### Data to use:
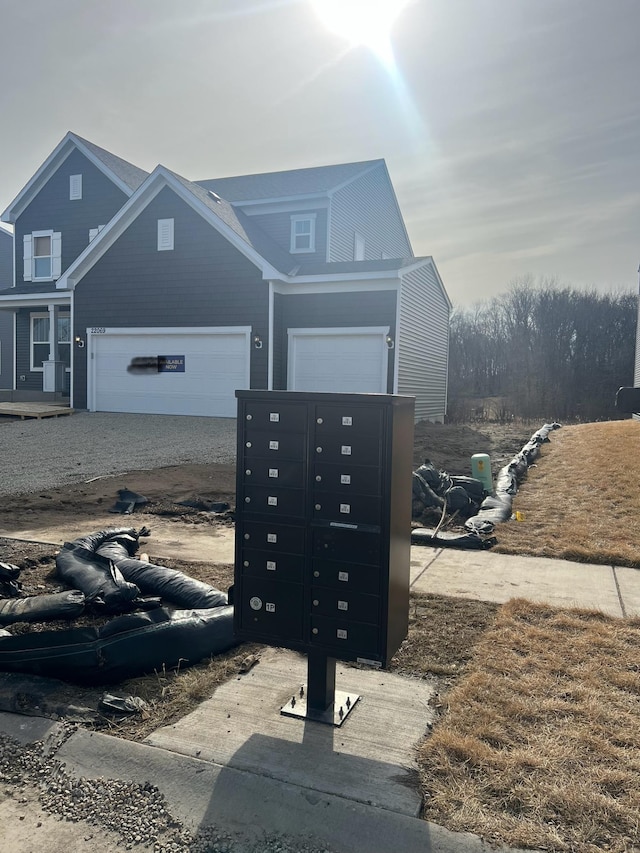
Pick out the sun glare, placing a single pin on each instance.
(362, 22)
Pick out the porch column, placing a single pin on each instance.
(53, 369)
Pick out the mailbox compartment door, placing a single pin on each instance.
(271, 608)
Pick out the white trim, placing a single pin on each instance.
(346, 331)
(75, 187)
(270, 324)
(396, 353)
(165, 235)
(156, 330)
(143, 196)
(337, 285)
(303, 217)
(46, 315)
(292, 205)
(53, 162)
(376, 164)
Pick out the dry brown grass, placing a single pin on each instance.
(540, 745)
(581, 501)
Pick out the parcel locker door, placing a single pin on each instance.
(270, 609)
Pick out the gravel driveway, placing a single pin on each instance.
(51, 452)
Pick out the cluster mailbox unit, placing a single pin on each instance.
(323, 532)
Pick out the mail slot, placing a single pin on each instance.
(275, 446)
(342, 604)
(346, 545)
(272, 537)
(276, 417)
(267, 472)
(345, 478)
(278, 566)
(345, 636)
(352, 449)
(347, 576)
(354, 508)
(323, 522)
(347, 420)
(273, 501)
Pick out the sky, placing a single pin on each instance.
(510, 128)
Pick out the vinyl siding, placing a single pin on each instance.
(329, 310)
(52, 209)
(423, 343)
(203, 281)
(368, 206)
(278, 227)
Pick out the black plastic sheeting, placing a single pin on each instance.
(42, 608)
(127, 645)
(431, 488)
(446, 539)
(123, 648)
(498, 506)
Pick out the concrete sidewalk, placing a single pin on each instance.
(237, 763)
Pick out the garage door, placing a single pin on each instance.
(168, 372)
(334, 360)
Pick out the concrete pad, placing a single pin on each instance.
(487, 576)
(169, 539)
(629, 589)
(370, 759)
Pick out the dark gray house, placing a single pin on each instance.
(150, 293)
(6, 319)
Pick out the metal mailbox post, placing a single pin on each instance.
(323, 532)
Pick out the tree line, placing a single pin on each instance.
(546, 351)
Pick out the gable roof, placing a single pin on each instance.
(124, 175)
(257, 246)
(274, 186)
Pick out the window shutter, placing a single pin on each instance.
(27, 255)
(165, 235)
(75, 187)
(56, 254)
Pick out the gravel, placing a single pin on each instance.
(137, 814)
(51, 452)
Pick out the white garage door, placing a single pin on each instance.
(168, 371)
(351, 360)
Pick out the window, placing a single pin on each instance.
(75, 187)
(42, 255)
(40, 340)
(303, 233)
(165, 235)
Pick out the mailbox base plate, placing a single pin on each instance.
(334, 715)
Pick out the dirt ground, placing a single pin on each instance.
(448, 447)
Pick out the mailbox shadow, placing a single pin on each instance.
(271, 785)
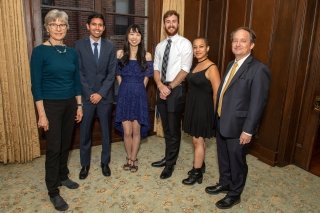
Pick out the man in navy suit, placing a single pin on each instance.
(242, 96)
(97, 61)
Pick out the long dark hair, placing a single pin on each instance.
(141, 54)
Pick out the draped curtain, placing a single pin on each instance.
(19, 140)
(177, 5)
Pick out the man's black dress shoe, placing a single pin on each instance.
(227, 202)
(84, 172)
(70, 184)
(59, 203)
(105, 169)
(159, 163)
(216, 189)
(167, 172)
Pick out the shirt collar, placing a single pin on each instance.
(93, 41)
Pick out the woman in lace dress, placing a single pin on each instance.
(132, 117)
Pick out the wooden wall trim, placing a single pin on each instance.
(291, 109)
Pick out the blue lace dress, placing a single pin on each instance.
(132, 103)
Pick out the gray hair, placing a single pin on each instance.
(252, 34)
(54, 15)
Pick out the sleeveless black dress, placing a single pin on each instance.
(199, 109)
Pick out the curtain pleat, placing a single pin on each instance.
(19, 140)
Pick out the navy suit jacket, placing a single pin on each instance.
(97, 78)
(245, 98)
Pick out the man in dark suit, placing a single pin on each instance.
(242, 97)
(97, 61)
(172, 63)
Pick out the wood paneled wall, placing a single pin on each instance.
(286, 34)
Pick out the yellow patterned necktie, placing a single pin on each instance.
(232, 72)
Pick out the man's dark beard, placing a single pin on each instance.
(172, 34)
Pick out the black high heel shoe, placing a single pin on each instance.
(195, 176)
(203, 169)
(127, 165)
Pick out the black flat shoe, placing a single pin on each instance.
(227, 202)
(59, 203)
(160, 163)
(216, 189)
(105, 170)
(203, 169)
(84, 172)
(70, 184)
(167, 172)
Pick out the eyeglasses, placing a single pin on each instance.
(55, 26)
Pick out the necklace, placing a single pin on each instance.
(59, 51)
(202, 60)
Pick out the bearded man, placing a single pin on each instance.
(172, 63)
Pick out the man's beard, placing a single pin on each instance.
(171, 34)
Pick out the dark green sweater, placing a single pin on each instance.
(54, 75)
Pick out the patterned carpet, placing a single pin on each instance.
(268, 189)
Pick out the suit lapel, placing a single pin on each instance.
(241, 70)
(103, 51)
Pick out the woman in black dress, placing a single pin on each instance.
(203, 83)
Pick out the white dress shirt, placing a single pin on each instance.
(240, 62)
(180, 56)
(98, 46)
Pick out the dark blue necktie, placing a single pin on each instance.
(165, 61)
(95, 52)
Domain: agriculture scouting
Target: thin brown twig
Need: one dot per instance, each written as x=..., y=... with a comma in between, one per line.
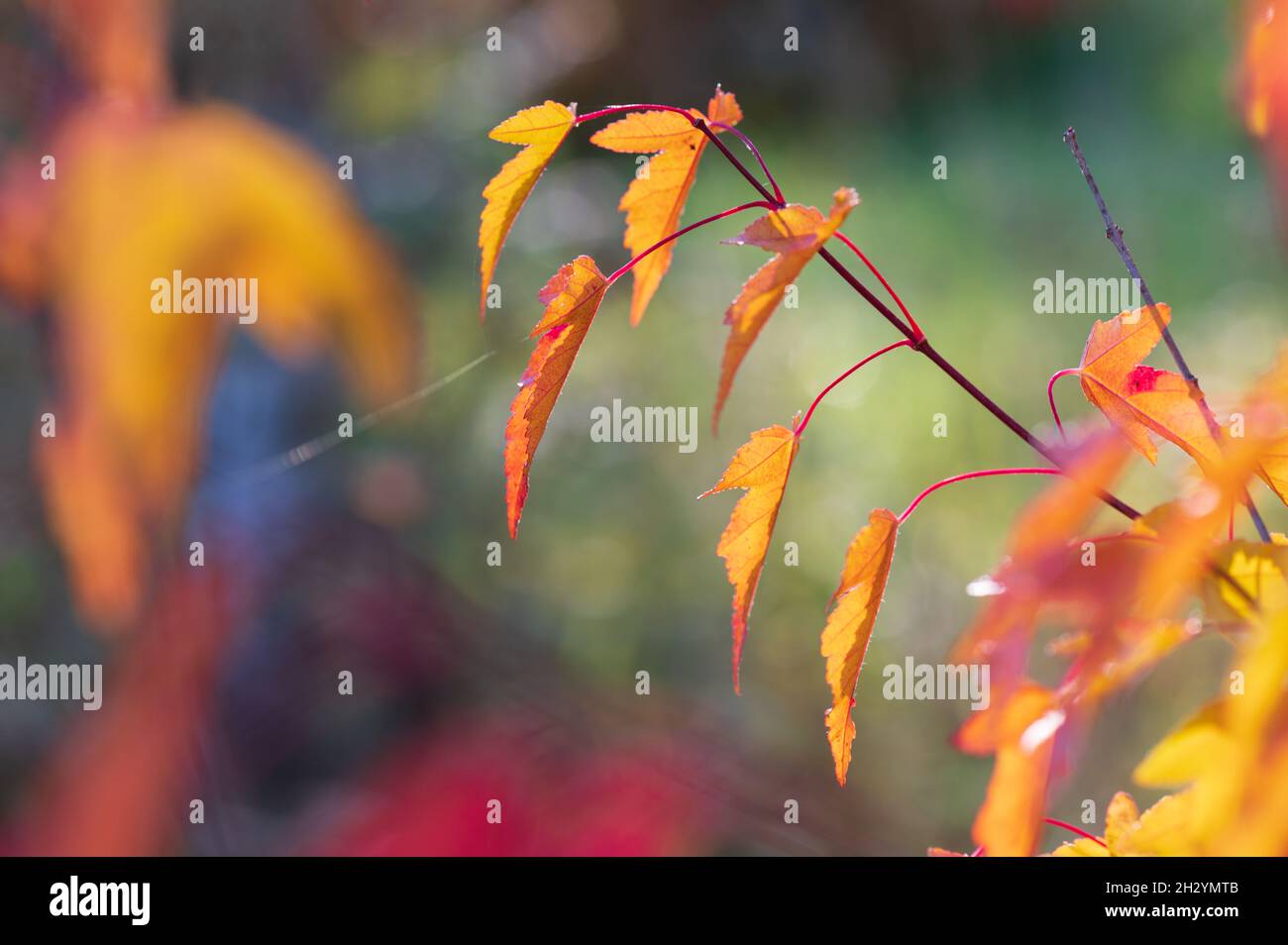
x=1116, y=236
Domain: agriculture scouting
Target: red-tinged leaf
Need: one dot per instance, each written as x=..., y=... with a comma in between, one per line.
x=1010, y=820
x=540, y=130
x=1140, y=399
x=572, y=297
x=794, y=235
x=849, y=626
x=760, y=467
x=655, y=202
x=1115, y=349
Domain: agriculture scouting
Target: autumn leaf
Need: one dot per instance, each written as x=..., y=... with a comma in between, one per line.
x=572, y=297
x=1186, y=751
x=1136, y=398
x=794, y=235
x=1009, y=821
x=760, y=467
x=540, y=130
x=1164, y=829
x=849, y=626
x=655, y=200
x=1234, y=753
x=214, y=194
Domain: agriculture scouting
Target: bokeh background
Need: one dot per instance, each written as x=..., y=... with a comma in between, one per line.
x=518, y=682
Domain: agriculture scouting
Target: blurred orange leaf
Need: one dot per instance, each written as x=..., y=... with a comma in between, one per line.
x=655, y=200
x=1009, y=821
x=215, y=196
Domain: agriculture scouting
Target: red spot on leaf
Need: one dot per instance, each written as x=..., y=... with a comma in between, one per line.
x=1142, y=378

### Task instructions:
Rewrite all of the material above, replacing every "instance" with "occurrence" and changing nothing else. Omit the pictures.

### Solution to the problem:
Pick out the sun glare, placing a single pin on each occurrence.
(362, 22)
Pick out the porch column, placing a single pin on each occurrence.
(53, 369)
Pick out the mailbox compartment door, placing a single pin on each occurrence.
(271, 608)
Pick out the white trim, placing a single pin on each occurrence.
(346, 331)
(75, 187)
(270, 324)
(396, 353)
(165, 235)
(156, 330)
(143, 196)
(337, 285)
(303, 217)
(46, 315)
(292, 205)
(53, 162)
(376, 164)
Pick out the dry brown grass, placing a single pin on each occurrence.
(540, 745)
(581, 501)
Pick out the parcel locker door, placing a single pin on each occurrence.
(270, 609)
Pick out the gravel driveway, placing a single pin on each occurrence.
(51, 452)
Pick out the cluster mailbox unit, placing a single pin on each occurrence.
(323, 532)
Pick out the mail slot, placing a single pin on each occurrence.
(275, 446)
(342, 604)
(346, 545)
(272, 537)
(276, 417)
(267, 472)
(345, 478)
(278, 566)
(345, 636)
(352, 449)
(347, 576)
(354, 508)
(323, 522)
(347, 420)
(273, 501)
Pick out the sky, placing a single pin on each occurrence.
(510, 128)
Pick out the vinyl siding, placing a single pin on each occurrence.
(329, 310)
(52, 209)
(423, 343)
(203, 281)
(368, 206)
(278, 227)
Pick out the black plastic sheeting, placing a single pin on each occurrence.
(42, 608)
(127, 645)
(431, 488)
(446, 539)
(123, 648)
(498, 506)
Pick out the concrete sidewalk, placing a single pin on each occurrence.
(237, 763)
Pick out the garage door, placing a single pin on each occurrence.
(168, 372)
(334, 360)
Pick out the concrete pad, placing a single pin on each occurrence.
(487, 576)
(169, 539)
(629, 589)
(370, 759)
Pick out the dark gray house, placing a single pin on each occurrence.
(150, 293)
(6, 319)
Pick out the metal mailbox post, placing a single pin on each occurrence.
(323, 532)
Pick out the tree line, placing a single pin on each occurrence.
(546, 351)
Pick out the gable roof, placing a single pin on each occurrence.
(124, 175)
(257, 246)
(274, 186)
Pick out the window shutter, placing a single pin on each occurrence.
(27, 255)
(165, 235)
(75, 187)
(56, 254)
Pick out the gravel, placing a single pin on each occurrence.
(137, 814)
(51, 452)
Pick out the white garage door, placing a single pin on each occurrence.
(168, 371)
(351, 360)
Pick out the window, placing a single pin on each occurrence.
(75, 187)
(42, 255)
(40, 340)
(303, 233)
(165, 235)
Pick out the mailbox base plate, placing a single pin on each occurrence.
(334, 715)
Pick out the dirt ground, placing a single pin on each occurrence.
(448, 447)
Pick out the mailbox shadow, placing a single pin on each occurrence.
(271, 785)
Pick out the man in navy suit, placing a single pin on each occurrence.
(242, 96)
(97, 61)
Pick out the long dark hair, placing a single pin on each occurrence.
(141, 54)
Pick out the draped curtain, placing a single pin on each occurrence.
(19, 140)
(177, 5)
Pick out the man's black dress shoe, placing a single pin on each occurrence.
(227, 202)
(84, 172)
(70, 184)
(59, 203)
(105, 169)
(159, 163)
(216, 189)
(167, 172)
Pick out the shirt collar, placing a single pin on each occurrence.
(93, 41)
Pick out the woman in lace dress, placing a single pin on each occurrence.
(132, 117)
Pick out the wooden wall trim, placing a single pin on each occurrence.
(291, 109)
Pick out the blue lace dress, placing a single pin on each occurrence.
(132, 103)
Pick out the gray hair, placing a single pin on each occurrence.
(252, 34)
(54, 15)
Pick out the sleeveless black dress, placing a single pin on each occurrence.
(199, 109)
Pick out the curtain pleat, placing a single pin on each occurrence.
(19, 140)
Pick out the navy suit jacket, placing a single pin on each occurrence.
(97, 78)
(245, 98)
Pick out the man in dark suit, placing a single pin on each occurrence.
(242, 97)
(97, 61)
(172, 63)
Pick out the wood paneled wall, placing a single pin on each occurrence.
(286, 34)
Pick out the yellow patterned necktie, placing a single pin on each occurrence.
(232, 72)
Pick out the man's dark beard, placing a single pin on each occurrence.
(172, 34)
Pick out the black high heel shoe, placing a single pin on each occurrence.
(195, 176)
(203, 169)
(127, 165)
Pick out the black flat shoe, placing a single pin on each occurrence.
(227, 202)
(59, 203)
(160, 163)
(216, 189)
(105, 170)
(203, 169)
(84, 172)
(70, 184)
(167, 172)
Pick out the eyeglasses, placing a single pin on each occurrence.
(55, 26)
Pick out the necklace, placing a single pin on each occurrence.
(59, 51)
(202, 60)
Pick out the bearded man, placing a single pin on each occurrence.
(172, 63)
Pick out the man's beard, placing a single pin on each occurrence.
(171, 34)
Pick out the dark green sweater, placing a single pin on each occurrence.
(54, 75)
Pick out the patterned carpet, placing a single pin on each occurrence.
(268, 189)
Pick out the suit lapel, placing a single pin on each occurrence.
(241, 70)
(103, 51)
Pick out the woman in black dress, placing a single pin on each occurrence.
(203, 83)
Pick out the white dress shirt, placing a single pin on each occurrence.
(240, 62)
(180, 56)
(98, 46)
Pick out the dark blue necktie, placing a single pin on each occurrence.
(165, 61)
(95, 52)
Domain: agriculture scouting
Target: thin brown twig
Need: one dot per occurrence, each written as x=..., y=... with a comma in between, one per line.
x=1116, y=236
Domain: agriculture scouting
Target: red-tinged leaf
Need: one dot per occurrence, each written as x=..., y=... with a comma in between, one per line.
x=1010, y=820
x=540, y=130
x=1140, y=399
x=572, y=297
x=794, y=235
x=849, y=626
x=760, y=467
x=655, y=202
x=1115, y=349
Domain: agriculture scouting
Target: autumn leaf
Need: one dot per occurrence, each written as x=..., y=... with a comma in between, one per line.
x=572, y=297
x=1186, y=751
x=1136, y=398
x=794, y=235
x=1009, y=821
x=760, y=467
x=540, y=130
x=1164, y=829
x=849, y=626
x=655, y=200
x=1234, y=753
x=214, y=194
Domain: agriculture scouting
Target: bokeh background
Need: one dot per occurrence, each written as x=..., y=... with a comma in between, one per line.
x=518, y=682
Domain: agriculture scouting
Target: blurred orange leaf
Need: one dot per occurrence, each written as x=..., y=... with a comma in between, one per line.
x=655, y=200
x=1009, y=821
x=215, y=196
Domain: agriculture scouting
Target: red spot on leaf
Need: one dot per occurrence, each written as x=..., y=... with a comma in between, one per line.
x=1142, y=378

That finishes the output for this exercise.